____ DATA SUPPLIED

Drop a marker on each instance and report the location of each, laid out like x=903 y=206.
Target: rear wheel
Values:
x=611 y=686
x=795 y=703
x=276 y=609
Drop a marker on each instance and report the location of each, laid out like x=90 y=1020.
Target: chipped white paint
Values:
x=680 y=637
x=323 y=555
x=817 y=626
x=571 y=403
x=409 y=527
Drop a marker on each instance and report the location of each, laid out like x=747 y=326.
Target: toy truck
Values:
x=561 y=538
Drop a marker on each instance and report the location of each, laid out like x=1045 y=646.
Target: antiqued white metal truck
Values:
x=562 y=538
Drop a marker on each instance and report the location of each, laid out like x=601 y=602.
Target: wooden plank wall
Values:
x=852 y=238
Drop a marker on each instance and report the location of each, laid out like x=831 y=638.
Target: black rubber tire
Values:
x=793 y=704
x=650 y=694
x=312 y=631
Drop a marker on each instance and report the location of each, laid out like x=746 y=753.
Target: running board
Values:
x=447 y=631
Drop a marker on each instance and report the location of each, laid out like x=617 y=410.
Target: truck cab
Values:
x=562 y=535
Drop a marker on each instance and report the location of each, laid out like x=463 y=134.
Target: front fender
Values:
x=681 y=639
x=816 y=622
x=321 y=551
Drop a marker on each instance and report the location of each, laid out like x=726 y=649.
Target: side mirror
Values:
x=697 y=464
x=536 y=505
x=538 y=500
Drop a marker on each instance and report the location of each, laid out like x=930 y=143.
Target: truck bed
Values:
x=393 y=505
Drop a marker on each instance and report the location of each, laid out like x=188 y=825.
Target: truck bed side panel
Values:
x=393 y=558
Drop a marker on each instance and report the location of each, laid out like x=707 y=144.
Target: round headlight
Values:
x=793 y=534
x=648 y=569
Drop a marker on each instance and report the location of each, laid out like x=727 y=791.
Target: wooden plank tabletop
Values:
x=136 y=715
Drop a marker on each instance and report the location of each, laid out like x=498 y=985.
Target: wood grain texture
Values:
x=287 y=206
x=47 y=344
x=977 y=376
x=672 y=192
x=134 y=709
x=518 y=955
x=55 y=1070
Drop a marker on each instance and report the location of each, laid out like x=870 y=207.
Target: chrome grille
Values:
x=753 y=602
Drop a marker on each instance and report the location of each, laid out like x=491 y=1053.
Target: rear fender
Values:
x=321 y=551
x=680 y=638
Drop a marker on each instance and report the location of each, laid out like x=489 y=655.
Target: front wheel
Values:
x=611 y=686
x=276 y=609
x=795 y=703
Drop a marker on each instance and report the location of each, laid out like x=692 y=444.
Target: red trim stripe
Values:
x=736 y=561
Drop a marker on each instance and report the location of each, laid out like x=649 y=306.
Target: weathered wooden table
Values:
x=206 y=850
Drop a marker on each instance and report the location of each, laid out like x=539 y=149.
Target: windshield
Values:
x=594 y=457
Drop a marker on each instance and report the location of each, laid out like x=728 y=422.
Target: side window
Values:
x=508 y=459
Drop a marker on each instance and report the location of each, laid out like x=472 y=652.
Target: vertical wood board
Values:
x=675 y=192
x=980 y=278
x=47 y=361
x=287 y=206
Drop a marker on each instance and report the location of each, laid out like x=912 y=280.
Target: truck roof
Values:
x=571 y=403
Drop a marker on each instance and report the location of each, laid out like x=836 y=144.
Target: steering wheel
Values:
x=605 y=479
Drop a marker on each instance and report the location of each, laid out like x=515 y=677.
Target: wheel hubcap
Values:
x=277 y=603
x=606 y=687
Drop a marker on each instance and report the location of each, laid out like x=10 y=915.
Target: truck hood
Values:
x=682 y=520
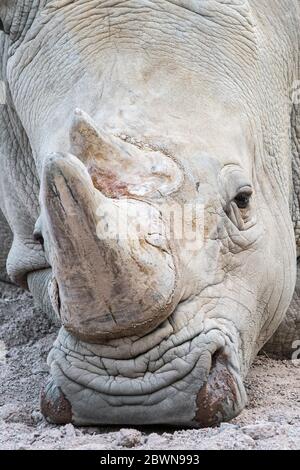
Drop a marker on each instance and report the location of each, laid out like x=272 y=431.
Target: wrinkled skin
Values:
x=154 y=103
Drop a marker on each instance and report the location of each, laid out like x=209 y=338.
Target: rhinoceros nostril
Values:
x=217 y=398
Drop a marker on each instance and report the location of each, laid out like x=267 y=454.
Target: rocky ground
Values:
x=271 y=420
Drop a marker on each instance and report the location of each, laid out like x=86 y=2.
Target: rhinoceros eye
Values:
x=243 y=198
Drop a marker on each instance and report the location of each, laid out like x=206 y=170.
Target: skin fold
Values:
x=150 y=109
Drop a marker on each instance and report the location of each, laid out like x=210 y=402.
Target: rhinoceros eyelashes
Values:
x=243 y=199
x=119 y=168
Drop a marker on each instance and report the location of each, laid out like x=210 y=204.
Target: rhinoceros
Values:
x=132 y=111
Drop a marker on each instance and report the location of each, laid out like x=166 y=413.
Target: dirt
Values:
x=270 y=421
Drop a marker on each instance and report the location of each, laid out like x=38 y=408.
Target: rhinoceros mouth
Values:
x=191 y=377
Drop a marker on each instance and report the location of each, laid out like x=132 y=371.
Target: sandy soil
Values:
x=271 y=420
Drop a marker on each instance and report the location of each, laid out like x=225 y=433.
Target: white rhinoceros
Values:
x=134 y=111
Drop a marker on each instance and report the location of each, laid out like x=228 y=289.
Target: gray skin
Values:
x=155 y=103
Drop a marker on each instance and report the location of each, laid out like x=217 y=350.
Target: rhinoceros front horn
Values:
x=109 y=287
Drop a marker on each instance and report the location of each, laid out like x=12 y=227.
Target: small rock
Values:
x=129 y=438
x=69 y=430
x=260 y=431
x=36 y=416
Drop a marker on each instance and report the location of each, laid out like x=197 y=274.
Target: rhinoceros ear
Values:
x=119 y=168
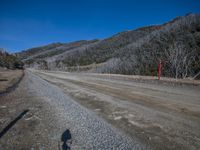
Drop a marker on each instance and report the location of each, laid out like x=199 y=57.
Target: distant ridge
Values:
x=176 y=43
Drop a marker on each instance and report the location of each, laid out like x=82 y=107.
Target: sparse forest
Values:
x=176 y=44
x=9 y=61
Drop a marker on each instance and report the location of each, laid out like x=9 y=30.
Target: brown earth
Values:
x=8 y=78
x=162 y=115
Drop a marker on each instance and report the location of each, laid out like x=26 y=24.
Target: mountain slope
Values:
x=176 y=44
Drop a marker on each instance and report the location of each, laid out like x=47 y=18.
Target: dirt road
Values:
x=39 y=116
x=159 y=115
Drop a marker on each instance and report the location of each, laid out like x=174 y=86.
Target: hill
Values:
x=9 y=61
x=175 y=43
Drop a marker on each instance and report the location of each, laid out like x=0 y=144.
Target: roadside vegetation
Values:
x=137 y=52
x=9 y=61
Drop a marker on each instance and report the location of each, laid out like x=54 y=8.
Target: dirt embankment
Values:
x=162 y=115
x=9 y=79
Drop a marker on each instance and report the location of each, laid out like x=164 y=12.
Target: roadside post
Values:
x=159 y=69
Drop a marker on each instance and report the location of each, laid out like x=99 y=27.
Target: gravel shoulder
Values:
x=157 y=114
x=8 y=79
x=54 y=121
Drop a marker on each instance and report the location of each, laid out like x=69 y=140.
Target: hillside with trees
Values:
x=9 y=61
x=175 y=43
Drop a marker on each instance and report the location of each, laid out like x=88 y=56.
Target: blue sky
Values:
x=30 y=23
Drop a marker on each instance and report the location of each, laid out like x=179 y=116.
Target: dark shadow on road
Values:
x=65 y=138
x=12 y=123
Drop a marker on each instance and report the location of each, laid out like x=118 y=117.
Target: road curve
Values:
x=88 y=130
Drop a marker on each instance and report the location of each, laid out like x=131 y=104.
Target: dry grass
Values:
x=8 y=78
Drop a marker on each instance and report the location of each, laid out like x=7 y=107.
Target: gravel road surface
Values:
x=38 y=115
x=160 y=115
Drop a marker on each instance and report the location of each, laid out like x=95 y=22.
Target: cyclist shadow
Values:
x=66 y=139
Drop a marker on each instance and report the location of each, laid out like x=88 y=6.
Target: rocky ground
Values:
x=8 y=79
x=158 y=114
x=38 y=115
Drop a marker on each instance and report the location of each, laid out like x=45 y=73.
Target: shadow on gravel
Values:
x=66 y=138
x=12 y=123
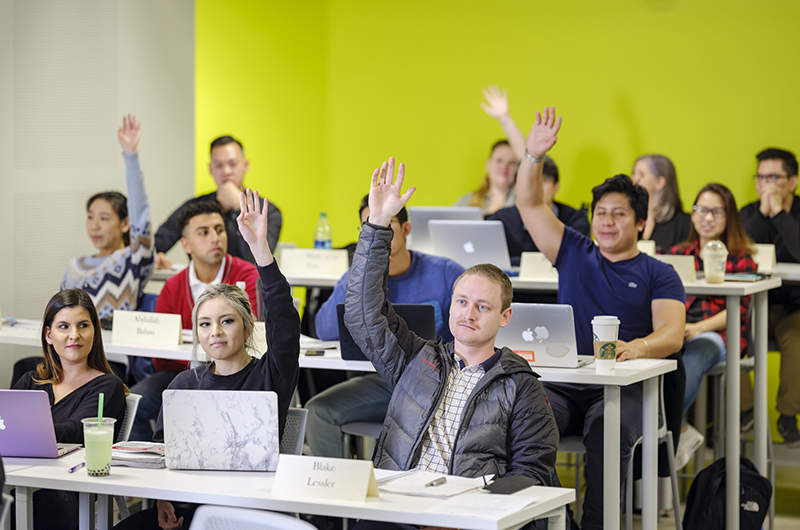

________

**PROBLEM STATEMENT**
Retype, word for word, the lines from the one with "Target: cyclist shadow" through the last line of the entries above, and only those lines. Leave pictures out.

**RESULT OF THIS TASK**
Target: cyclist shadow
Values:
x=66 y=139
Drop a marker on each instance and report the location of each, laid out like x=88 y=6.
Target: rocky ground
Values:
x=8 y=79
x=158 y=114
x=38 y=115
Drop a marker on each instance and report the location of each, laid out like x=45 y=73.
Target: shadow on gravel
Values:
x=66 y=138
x=12 y=123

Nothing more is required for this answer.